[Dataset items]
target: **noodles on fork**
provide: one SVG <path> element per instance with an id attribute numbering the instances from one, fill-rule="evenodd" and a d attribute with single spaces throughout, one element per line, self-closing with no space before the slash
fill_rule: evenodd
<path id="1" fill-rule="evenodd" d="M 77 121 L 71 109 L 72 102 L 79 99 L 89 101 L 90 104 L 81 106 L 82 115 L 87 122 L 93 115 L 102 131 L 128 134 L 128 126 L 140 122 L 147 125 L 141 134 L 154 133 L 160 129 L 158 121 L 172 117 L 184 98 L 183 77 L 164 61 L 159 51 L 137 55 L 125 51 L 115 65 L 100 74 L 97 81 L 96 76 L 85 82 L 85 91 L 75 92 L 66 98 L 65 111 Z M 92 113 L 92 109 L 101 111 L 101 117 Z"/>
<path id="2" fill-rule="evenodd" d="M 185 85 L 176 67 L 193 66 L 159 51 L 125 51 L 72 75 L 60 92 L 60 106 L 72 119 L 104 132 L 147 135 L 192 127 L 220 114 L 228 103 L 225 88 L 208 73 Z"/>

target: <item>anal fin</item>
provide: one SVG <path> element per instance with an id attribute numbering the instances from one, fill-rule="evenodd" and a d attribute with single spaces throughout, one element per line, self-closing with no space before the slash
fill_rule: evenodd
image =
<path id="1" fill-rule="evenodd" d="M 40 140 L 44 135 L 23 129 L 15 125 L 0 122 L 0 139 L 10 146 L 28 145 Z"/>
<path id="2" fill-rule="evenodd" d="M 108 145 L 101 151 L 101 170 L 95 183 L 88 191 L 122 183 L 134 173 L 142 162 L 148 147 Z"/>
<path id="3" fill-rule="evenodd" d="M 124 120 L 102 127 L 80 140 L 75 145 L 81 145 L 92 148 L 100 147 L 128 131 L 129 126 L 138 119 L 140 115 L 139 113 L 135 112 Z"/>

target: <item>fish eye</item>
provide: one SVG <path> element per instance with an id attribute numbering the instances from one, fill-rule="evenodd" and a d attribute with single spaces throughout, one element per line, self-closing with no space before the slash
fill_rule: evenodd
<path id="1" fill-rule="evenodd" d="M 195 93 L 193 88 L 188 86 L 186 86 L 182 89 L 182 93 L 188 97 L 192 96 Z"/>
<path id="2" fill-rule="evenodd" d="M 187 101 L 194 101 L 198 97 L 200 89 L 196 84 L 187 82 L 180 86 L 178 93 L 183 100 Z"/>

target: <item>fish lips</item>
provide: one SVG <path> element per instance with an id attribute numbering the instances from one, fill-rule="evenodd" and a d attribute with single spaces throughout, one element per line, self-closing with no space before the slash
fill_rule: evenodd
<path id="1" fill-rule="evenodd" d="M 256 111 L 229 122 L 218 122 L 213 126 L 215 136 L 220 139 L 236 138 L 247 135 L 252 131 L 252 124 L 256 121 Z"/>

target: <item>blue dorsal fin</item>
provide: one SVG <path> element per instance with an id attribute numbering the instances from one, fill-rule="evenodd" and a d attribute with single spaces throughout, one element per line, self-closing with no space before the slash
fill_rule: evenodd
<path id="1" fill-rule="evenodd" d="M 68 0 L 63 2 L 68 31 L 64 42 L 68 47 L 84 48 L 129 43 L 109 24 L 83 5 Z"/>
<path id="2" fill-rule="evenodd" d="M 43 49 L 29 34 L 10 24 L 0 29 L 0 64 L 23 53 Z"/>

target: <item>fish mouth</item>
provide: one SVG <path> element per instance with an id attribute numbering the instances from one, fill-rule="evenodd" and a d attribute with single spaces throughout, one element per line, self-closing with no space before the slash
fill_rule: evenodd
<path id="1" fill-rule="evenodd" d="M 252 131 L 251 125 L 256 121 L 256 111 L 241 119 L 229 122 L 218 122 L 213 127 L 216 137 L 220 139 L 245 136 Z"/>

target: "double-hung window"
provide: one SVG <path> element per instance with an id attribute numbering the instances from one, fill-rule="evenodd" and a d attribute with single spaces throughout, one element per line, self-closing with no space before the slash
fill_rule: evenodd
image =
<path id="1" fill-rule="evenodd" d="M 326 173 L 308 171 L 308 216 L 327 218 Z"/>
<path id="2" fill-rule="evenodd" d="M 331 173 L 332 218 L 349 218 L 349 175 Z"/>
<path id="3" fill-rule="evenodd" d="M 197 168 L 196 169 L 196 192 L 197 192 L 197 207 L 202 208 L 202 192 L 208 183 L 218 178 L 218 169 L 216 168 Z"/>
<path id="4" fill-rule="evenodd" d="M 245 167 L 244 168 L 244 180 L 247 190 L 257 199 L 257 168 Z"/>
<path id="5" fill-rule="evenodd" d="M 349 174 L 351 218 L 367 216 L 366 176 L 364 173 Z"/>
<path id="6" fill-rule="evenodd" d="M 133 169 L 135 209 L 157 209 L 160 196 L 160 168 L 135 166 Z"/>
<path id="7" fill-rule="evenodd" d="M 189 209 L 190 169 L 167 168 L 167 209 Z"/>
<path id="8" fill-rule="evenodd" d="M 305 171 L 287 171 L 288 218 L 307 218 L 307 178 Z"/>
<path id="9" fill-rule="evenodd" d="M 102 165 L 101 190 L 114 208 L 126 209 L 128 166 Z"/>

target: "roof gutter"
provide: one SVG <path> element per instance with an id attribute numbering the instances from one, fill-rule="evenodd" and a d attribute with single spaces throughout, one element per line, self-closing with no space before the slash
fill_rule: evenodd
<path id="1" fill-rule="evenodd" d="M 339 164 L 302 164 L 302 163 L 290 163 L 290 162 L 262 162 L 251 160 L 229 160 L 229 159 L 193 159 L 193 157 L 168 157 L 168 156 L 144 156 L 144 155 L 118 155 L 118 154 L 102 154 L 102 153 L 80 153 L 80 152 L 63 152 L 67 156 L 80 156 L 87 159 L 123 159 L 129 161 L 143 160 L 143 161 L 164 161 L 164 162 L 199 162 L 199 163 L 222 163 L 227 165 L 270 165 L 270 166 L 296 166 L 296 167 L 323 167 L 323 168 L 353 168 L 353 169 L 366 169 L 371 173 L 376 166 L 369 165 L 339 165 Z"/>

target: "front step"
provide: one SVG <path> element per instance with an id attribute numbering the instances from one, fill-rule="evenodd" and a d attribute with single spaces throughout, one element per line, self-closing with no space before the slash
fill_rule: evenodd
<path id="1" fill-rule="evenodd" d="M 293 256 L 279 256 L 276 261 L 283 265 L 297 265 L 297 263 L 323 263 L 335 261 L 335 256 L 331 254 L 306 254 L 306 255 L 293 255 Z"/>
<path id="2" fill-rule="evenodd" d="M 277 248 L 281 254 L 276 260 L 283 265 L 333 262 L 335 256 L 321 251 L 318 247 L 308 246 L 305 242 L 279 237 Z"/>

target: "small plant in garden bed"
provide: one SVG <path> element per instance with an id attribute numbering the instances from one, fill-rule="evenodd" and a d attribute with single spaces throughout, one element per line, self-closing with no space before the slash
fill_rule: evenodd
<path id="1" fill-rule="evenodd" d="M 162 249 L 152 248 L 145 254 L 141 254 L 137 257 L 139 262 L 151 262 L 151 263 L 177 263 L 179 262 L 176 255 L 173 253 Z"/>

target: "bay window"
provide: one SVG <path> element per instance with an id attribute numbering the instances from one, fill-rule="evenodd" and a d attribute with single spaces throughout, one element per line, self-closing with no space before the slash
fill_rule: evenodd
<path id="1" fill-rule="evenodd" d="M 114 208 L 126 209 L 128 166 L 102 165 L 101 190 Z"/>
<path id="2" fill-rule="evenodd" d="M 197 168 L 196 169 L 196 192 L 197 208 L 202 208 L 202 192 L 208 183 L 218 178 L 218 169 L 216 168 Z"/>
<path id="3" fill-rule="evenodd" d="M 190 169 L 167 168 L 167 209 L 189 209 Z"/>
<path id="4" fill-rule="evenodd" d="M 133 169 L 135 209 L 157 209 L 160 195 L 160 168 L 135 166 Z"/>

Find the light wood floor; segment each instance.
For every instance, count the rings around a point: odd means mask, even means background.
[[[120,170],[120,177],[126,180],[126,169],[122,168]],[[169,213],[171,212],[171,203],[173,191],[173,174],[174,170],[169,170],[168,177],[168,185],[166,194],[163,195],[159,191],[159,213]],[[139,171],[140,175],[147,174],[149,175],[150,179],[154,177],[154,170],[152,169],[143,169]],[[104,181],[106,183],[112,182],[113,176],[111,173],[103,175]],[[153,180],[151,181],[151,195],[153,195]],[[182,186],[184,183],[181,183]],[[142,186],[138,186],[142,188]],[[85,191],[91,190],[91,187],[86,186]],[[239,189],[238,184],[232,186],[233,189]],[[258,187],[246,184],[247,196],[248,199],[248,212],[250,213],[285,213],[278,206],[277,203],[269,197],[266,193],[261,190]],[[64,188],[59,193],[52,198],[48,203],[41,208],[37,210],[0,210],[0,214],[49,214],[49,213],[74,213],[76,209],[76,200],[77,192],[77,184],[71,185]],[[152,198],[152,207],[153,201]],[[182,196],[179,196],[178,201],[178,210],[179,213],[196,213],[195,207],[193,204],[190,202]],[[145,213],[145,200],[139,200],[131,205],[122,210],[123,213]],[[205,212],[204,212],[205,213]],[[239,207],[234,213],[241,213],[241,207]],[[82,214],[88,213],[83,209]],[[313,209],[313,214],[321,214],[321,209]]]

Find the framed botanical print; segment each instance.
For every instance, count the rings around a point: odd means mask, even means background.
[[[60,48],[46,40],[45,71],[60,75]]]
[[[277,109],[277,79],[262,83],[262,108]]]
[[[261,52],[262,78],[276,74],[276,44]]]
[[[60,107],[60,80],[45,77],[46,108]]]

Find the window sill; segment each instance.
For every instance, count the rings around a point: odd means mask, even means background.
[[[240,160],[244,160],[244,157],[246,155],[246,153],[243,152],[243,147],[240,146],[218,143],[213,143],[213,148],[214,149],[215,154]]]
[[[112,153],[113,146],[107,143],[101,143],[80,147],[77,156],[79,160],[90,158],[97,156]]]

• **BRIEF**
Can you reproduce the data from its first line up to and including the line that contains "185 85 L 176", character for character?

• **EXERCISE RESULT**
target: **noodles on fork**
provide: one SVG <path> element per instance with an id attribute numbering the instances from one, fill-rule="evenodd" and a d attribute with single spaces throughout, one element per line, self-closing with no space before the slash
fill_rule: evenodd
<path id="1" fill-rule="evenodd" d="M 77 121 L 71 109 L 72 102 L 79 99 L 89 101 L 90 104 L 81 106 L 82 115 L 87 122 L 93 115 L 102 131 L 128 134 L 128 126 L 140 122 L 147 125 L 141 134 L 154 133 L 160 129 L 158 121 L 172 117 L 184 98 L 183 77 L 164 61 L 159 51 L 137 55 L 125 51 L 115 65 L 100 74 L 97 81 L 96 76 L 85 82 L 85 91 L 75 92 L 66 98 L 65 111 Z M 92 113 L 92 109 L 101 111 L 101 117 Z"/>
<path id="2" fill-rule="evenodd" d="M 185 85 L 176 67 L 193 66 L 159 51 L 125 51 L 72 75 L 60 92 L 60 106 L 72 119 L 104 132 L 147 135 L 192 127 L 220 114 L 228 103 L 225 88 L 208 73 Z"/>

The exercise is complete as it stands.